SELECTED EXTRACT:
========

Marriage Offices and Misguided Witness
Reviewing Carrie Gress, plus a modest proposal for colleges
This Thursday, February 19, I’ll be at Middlebury College in Vermont, speaking on my new book The Dignity of Dependence, for their Alexander Hamilton Forum. The following week, in DC, I’ll be doing a non-book talk this month for the SJI Institute on how to have better fights on February 26th). The following day, I’ll have a book talk at UDallas, link tk!
At the Institute for Family Studies, I have a pitch that colleges should open a Marriage Office to complement their Career Offices. It’s not about creating two tracks, but being realistic that both career and family require deliberate planning and choices. Especially as life scripts that worked in the past will leave you adrift today:
A college Marriage Prep Office would work in parallel to the career office. Such an office would host new and long-time married couples for informational talks, the same way that they bring in recruiters and alumni. Couples could talk about how they approached dating and deciding to marry. Older alums with kids might discuss how they budgeted for child care, whether they chose to step down or do part-time work, and how they navigated a later return to a full-time career.
The Marriage Office could co-sponsor a lecture with the economics department, and bring in Nobelist Claudia Goldin to discuss her theory of “greedy jobs.” These are the jobs where pay per hour rises substantially with hours worked, so that the wage for working 50 hours a week much more than doubles the price for working 25 hours a week. Prospective parents that go into these fields may feel they have golden handcuffs that prevent them from tapering back work when their children are young. The Career Office might step back in with job advice for thirty-something alums looking to return to work after a pause.

========

PROVIDED MATERIAL:
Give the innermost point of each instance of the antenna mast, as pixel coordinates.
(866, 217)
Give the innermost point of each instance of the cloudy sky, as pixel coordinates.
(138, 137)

========

EXERCISE TASK:
Please rewrite the passage of the post on college marriage offices starting with "The Marriage Office" and going on through "after a pause.", putting "gilded chains" in place of "golden handcuffs".

COMPLETE OUTPUT:
The Marriage Office could co-sponsor a lecture with the economics department, and bring in Nobelist Claudia Goldin to discuss her theory of “greedy jobs.” These are the jobs where pay per hour rises substantially with hours worked, so that the wage for working 50 hours a week much more than doubles the price for working 25 hours a week. Prospective parents that go into these fields may feel they have gilded chains that prevent them from tapering back work when their children are young. The Career Office might step back in with job advice for thirty-something alums looking to return to work after a pause.